**PROVIDED PASSAGE:**
Coast Guard, DHS.
Temporary final rule.
The Coast Guard is establishing a temporary safety zone around Great Lakes Naval Training Center Harbor. This zone is intended to control the movement of vessels on portions of Lake Michigan and Great Lakes Naval Training Center Harbor during the Spill of National Significance (SONS) exercise on June 19 and 20, 2007. This zone is necessary to protect the public from the hazards associated with ships and boats deploying oil containment equipment.
This rule is effective from June 19, 2007 through June 20, 2007.
Comments and material received from the public, as well as documents indicated in this preamble as being available in the docket, are part of docket [CGD09-07-012] and are available for inspection or copying at Coast Guard Sector Lake Michigan (spw), 2420 South Lincoln Memorial Drive, Milwaukee, WI 53207 between 8 a.m. and 3 p.m., Monday through Friday, except Federal holidays.Start Further Info
FOR FURTHER INFORMATION CONTACT:
CWO Brad Hinken, Prevention Department, Coast Guard Sector Lake Michigan, Milwaukee, WI at (414) 747-7154.End Further Info End Preamble Start Supplemental Information
On April, 19, 2007, we published a notice of proposed rulemaking (NPRM) entitled Safety Zone, Great Lake Naval Training Center Harbor, North Chicago, IL in the Federal Register (72 FR 19675). We received no letters commenting on the proposed rule. No public meeting was requested and none was held.

[Rows from a dataset]
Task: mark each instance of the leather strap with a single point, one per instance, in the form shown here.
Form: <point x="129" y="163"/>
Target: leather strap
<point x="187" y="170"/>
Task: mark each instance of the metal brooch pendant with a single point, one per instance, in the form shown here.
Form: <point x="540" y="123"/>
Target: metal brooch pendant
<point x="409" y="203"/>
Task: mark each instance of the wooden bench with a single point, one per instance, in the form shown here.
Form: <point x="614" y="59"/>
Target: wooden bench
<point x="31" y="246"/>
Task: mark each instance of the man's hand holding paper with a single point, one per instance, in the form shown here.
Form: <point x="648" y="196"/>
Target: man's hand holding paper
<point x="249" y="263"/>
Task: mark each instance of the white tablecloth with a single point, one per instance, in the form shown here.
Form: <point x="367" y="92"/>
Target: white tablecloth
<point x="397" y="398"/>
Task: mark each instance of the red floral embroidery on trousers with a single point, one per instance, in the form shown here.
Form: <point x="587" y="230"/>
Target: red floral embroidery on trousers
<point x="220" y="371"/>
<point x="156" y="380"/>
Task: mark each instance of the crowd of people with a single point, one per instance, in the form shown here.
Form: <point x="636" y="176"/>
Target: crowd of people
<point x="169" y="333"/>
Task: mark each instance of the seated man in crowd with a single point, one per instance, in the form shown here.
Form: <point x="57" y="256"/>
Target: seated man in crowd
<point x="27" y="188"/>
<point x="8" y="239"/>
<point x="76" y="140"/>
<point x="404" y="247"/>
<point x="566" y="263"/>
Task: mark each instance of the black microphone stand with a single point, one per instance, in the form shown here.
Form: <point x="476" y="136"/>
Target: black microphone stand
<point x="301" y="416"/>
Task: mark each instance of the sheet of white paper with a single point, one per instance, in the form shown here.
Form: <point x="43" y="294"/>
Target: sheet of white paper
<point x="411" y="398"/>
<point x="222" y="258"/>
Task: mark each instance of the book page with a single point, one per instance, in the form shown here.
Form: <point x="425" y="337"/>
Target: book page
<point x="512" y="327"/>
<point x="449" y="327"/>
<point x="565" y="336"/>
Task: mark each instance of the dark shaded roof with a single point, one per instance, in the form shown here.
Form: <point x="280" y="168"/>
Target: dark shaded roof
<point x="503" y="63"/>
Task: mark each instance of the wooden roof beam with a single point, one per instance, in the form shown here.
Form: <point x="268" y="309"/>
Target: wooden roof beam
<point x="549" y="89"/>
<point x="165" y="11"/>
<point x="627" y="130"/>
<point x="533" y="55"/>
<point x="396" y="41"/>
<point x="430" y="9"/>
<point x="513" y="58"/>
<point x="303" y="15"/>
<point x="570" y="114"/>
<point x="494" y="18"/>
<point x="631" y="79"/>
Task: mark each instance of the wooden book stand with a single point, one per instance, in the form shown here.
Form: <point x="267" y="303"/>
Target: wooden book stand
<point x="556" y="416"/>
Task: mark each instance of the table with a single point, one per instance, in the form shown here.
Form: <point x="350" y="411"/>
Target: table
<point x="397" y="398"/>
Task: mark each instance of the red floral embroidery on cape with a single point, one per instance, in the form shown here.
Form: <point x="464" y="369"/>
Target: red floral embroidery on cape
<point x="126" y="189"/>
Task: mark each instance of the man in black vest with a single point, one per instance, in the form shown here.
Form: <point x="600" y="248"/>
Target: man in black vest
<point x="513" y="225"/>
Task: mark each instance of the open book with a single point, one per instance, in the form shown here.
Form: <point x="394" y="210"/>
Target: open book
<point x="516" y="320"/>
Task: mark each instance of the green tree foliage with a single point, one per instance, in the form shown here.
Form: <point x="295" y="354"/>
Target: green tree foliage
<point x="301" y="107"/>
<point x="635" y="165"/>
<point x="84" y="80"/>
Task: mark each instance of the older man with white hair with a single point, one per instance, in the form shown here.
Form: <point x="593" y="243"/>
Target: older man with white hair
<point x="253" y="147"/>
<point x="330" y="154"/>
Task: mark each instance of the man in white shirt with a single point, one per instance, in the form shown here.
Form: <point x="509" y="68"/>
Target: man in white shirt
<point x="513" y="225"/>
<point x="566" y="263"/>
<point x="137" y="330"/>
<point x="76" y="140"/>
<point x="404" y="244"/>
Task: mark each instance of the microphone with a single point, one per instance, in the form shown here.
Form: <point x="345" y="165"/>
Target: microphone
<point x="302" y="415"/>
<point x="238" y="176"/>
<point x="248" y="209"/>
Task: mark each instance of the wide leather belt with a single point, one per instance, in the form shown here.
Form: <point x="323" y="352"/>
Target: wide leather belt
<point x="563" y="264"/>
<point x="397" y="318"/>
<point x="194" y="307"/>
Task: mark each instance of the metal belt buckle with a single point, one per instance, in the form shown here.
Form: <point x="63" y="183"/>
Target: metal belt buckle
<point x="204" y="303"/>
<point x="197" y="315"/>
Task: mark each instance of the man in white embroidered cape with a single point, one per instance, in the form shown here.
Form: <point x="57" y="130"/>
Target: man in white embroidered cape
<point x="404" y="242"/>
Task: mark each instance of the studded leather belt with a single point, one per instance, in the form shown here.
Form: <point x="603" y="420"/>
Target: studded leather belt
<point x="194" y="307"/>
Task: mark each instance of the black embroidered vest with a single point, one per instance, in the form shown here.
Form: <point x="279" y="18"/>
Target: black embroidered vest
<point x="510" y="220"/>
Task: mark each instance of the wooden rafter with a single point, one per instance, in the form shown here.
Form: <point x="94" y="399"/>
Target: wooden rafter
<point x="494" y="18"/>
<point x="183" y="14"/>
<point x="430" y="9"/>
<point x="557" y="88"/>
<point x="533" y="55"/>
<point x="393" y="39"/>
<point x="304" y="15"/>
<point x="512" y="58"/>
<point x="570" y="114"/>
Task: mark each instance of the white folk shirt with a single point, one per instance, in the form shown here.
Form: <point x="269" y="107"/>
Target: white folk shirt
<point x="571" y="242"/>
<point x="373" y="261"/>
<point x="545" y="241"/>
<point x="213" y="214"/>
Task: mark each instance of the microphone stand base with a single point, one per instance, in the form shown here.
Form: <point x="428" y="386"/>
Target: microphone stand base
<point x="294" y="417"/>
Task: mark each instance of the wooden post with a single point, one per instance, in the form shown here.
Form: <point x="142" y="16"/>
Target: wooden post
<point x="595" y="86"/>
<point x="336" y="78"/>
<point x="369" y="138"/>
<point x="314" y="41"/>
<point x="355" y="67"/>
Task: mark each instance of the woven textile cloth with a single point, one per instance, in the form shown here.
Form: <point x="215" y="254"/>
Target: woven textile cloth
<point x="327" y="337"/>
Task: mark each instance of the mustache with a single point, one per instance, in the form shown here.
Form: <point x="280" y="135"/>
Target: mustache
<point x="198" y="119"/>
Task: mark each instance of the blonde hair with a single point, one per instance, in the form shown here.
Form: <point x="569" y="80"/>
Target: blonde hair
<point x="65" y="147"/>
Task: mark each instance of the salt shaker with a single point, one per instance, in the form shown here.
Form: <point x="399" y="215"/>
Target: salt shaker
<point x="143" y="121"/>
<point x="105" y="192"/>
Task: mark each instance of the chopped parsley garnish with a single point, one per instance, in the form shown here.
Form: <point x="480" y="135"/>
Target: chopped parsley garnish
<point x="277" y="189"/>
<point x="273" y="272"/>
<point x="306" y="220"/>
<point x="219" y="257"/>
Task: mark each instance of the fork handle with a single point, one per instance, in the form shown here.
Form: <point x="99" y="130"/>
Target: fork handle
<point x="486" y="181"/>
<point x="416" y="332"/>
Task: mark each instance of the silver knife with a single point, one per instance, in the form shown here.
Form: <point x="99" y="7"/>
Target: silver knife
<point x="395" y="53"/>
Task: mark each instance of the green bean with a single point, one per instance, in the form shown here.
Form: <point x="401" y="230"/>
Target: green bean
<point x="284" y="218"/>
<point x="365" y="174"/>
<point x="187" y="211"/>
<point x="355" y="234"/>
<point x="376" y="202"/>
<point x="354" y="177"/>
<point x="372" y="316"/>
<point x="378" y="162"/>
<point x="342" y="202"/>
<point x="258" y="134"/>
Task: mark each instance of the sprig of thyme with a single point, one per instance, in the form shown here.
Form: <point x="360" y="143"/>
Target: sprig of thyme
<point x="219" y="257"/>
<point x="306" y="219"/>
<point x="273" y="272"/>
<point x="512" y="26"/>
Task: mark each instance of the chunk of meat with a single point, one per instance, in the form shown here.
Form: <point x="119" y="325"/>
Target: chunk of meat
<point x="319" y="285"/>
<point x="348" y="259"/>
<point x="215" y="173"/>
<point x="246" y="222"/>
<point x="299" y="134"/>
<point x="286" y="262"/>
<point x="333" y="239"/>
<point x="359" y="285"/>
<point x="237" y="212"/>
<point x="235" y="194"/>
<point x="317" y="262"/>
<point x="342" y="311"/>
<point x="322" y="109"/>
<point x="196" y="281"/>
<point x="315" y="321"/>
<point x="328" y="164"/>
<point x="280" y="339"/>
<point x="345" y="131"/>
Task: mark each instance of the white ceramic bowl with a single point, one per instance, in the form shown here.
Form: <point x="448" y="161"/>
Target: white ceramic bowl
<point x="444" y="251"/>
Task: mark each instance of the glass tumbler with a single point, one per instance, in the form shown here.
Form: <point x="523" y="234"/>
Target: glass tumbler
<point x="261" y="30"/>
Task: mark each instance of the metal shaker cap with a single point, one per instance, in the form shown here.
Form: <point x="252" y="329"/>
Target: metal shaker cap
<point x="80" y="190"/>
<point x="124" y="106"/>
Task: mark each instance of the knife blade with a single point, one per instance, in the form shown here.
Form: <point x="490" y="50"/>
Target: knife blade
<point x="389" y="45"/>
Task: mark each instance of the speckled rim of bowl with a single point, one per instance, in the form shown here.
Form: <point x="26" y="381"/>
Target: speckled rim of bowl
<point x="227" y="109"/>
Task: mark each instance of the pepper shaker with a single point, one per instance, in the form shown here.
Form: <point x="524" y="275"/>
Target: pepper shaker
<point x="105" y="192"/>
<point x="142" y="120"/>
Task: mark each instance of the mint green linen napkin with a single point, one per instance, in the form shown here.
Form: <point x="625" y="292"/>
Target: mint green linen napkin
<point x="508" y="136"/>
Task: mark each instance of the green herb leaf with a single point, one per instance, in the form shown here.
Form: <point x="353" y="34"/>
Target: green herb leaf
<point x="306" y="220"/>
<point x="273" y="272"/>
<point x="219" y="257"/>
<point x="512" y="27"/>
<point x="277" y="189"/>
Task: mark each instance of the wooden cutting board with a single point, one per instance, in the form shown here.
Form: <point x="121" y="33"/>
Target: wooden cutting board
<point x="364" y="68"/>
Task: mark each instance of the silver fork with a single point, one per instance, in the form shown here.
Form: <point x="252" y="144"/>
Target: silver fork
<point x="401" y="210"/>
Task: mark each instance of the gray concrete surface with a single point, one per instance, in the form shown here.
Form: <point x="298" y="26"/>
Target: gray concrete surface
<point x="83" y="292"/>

**TASK DIRECTIONS:**
Can you extract the full Great Lakes Naval Training Center Harbor safety zone rule from above, reproducing it word for word?

**TASK RESPONSE:**
Coast Guard, DHS.
Temporary final rule.
The Coast Guard is establishing a temporary safety zone around Great Lakes Naval Training Center Harbor. This zone is intended to control the movement of vessels on portions of Lake Michigan and Great Lakes Naval Training Center Harbor during the Spill of National Significance (SONS) exercise on June 19 and 20, 2007. This zone is necessary to protect the public from the hazards associated with ships and boats deploying oil containment equipment.
This rule is effective from June 19, 2007 through June 20, 2007.
Comments and material received from the public, as well as documents indicated in this preamble as being available in the docket, are part of docket [CGD09-07-012] and are available for inspection or copying at Coast Guard Sector Lake Michigan (spw), 2420 South Lincoln Memorial Drive, Milwaukee, WI 53207 between 8 a.m. and 3 p.m., Monday through Friday, except Federal holidays.Start Further Info
FOR FURTHER INFORMATION CONTACT:
CWO Brad Hinken, Prevention Department, Coast Guard Sector Lake Michigan, Milwaukee, WI at (414) 747-7154.End Further Info End Preamble Start Supplemental Information
On April, 19, 2007, we published a notice of proposed rulemaking (NPRM) entitled Safety Zone, Great Lake Naval Training Center Harbor, North Chicago, IL in the Federal Register (72 FR 19675). We received no letters commenting on the proposed rule. No public meeting was requested and none was held.